§ What is expected
Quote from the first line below through the line that contains "positive clicks: (1189, 102) (1056, 87)", both included, and leave the pictures out.

[Data section]

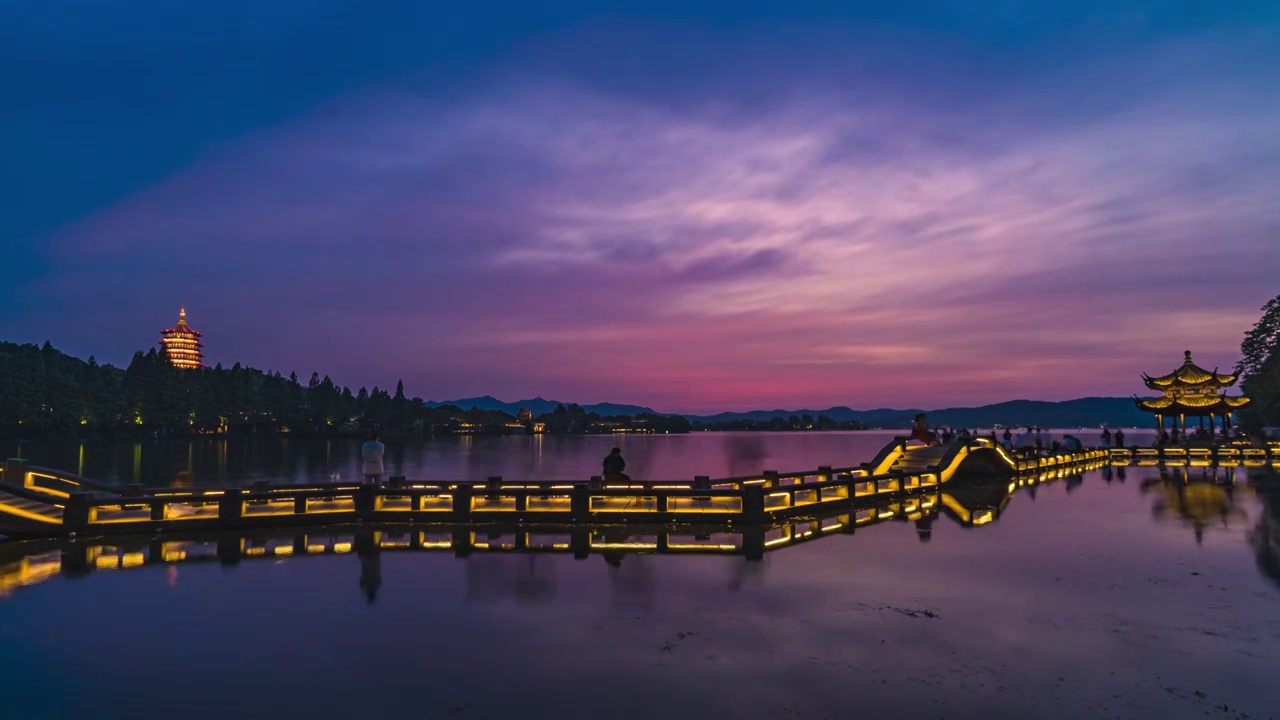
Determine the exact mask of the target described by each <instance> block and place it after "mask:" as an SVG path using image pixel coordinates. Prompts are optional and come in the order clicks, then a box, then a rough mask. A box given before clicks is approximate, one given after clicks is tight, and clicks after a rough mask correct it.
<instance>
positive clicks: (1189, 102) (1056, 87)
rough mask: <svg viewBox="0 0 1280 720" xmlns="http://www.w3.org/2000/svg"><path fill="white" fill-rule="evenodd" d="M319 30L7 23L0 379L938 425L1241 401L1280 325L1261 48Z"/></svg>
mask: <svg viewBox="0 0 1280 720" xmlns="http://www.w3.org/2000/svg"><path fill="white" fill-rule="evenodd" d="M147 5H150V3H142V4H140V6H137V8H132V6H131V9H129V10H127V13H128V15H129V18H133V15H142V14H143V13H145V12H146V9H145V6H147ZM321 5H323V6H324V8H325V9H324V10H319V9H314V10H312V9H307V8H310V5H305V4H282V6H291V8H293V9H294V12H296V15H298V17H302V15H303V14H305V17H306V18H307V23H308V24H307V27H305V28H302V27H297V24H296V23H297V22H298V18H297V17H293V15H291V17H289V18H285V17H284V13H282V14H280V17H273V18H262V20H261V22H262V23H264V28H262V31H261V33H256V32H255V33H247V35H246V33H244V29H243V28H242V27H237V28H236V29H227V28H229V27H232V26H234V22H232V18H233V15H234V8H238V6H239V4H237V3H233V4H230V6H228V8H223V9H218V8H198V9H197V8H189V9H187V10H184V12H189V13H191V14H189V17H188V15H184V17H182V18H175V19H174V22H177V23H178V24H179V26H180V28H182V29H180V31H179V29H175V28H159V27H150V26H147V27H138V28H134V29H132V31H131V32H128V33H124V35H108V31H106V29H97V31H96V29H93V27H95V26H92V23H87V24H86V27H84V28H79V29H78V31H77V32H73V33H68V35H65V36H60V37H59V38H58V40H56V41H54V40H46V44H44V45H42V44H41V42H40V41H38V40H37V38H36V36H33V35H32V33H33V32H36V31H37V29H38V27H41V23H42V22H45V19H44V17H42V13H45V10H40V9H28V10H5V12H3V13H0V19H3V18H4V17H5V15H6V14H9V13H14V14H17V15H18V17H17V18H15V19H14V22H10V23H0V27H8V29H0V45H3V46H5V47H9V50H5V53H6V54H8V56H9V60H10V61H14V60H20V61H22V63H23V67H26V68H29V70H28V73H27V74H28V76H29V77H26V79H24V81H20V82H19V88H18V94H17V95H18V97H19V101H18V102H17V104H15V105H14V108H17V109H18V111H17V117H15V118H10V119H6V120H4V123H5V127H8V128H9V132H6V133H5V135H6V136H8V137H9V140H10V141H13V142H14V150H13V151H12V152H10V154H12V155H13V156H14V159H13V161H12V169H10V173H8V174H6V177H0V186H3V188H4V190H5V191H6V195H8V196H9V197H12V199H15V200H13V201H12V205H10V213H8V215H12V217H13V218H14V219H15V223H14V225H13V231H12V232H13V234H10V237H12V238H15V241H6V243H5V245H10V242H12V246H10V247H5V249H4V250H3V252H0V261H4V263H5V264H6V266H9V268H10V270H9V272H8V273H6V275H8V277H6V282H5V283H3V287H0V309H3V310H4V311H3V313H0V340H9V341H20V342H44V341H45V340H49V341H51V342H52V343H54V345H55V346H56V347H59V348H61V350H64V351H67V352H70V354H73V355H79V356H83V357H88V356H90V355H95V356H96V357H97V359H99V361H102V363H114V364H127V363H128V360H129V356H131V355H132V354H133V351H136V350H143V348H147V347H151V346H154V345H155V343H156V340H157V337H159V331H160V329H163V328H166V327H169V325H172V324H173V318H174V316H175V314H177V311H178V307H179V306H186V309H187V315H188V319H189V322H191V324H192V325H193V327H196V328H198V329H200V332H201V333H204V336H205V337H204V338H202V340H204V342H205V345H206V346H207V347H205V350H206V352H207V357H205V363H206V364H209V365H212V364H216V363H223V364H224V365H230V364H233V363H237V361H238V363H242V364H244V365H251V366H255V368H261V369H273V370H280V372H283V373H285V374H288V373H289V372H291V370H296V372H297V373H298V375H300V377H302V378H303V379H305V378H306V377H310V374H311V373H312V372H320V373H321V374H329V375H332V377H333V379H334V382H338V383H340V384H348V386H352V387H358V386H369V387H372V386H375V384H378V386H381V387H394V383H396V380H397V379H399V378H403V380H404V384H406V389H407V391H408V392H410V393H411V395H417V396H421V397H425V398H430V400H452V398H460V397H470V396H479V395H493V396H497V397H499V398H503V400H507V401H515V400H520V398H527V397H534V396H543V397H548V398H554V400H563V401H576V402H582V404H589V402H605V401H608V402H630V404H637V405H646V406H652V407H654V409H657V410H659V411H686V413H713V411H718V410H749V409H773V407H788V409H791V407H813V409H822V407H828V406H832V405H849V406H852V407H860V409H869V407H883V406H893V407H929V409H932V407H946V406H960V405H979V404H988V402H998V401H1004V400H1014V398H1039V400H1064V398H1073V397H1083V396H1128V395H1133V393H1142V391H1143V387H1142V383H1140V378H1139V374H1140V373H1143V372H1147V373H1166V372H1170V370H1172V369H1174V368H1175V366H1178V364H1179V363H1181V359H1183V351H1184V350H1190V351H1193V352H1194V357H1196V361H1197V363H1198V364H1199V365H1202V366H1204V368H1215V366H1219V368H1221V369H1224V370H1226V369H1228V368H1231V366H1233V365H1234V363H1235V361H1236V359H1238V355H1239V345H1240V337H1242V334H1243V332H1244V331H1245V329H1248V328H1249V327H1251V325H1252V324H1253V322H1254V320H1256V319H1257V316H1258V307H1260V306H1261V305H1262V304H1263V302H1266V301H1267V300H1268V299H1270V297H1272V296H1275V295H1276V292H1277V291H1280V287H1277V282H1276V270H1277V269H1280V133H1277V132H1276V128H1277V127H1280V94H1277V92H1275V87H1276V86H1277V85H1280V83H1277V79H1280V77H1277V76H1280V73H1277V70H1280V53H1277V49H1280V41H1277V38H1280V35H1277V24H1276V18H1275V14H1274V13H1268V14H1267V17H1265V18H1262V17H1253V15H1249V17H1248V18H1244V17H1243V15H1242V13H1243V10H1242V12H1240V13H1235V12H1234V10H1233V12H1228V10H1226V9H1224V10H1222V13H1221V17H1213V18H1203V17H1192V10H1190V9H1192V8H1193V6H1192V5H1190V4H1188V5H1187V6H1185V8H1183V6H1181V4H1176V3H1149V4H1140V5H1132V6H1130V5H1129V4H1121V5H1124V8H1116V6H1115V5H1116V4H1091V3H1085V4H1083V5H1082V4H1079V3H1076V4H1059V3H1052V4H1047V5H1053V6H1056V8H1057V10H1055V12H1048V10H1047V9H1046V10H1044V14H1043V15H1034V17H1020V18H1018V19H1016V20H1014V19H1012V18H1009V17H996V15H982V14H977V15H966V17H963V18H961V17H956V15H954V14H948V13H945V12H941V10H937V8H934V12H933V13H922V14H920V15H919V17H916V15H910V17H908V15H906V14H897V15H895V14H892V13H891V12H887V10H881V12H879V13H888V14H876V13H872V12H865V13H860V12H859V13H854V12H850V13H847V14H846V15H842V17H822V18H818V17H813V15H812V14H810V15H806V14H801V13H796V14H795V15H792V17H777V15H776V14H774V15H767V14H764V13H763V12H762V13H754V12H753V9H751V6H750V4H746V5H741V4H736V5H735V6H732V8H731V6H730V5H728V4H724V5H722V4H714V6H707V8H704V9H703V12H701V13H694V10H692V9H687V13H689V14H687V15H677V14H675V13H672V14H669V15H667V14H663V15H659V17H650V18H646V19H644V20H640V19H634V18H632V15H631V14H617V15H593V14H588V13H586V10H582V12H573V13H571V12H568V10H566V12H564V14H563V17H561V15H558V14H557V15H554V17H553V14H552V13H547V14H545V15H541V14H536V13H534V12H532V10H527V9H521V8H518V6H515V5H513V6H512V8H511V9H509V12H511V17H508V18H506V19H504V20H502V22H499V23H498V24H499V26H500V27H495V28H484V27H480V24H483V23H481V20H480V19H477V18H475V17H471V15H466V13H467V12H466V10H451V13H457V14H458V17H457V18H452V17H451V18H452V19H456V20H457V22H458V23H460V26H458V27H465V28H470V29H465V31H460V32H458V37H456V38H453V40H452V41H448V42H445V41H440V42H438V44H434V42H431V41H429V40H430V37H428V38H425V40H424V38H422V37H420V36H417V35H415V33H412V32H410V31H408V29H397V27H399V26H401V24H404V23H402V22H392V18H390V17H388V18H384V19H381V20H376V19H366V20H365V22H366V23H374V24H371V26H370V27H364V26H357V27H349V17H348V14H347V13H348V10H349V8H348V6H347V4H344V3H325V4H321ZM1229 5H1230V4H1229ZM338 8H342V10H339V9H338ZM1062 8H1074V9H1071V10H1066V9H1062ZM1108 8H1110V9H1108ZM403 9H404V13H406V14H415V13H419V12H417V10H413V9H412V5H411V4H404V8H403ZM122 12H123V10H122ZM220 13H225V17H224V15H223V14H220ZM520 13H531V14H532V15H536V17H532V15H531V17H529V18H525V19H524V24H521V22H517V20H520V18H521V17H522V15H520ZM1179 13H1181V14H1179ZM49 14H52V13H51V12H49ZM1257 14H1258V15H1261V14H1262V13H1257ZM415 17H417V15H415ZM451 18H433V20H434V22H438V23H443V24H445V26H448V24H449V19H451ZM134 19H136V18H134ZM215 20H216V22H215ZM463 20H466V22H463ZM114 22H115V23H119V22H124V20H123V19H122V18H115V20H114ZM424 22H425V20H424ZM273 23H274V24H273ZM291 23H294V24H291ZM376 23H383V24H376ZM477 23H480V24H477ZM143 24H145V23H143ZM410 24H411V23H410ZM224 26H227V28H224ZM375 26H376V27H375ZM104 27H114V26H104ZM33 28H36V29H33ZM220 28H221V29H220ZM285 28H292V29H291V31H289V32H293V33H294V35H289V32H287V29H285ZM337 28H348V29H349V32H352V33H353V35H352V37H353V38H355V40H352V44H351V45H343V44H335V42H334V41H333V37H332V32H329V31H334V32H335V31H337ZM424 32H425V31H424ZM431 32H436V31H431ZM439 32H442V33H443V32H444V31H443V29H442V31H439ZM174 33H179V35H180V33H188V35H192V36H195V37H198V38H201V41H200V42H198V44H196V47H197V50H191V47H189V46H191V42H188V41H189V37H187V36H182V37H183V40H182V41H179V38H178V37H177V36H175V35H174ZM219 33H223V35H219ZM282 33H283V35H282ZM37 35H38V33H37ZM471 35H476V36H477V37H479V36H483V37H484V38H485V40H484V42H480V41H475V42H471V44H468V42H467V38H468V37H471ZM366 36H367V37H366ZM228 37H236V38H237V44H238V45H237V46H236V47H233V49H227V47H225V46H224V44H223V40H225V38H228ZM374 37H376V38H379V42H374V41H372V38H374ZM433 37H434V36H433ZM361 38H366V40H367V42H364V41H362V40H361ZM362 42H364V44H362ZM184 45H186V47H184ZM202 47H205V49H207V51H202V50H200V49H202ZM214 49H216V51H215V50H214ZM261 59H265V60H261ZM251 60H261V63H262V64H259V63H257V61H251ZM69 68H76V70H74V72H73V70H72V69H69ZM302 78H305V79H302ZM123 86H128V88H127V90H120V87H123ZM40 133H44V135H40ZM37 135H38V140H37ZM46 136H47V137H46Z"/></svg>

[/Data section]

§ Output below
Determine the exact mask of the target described by each <instance> block and place it after "mask:" as an SVG path using image pixel coordinates. Prompts are optional and come in the order clicks, then a box, then a rough mask. A box given before clicks is approximate, one given after clicks is tight, and clicks after a rough mask correct it.
<instance>
positive clicks: (1189, 102) (1056, 87)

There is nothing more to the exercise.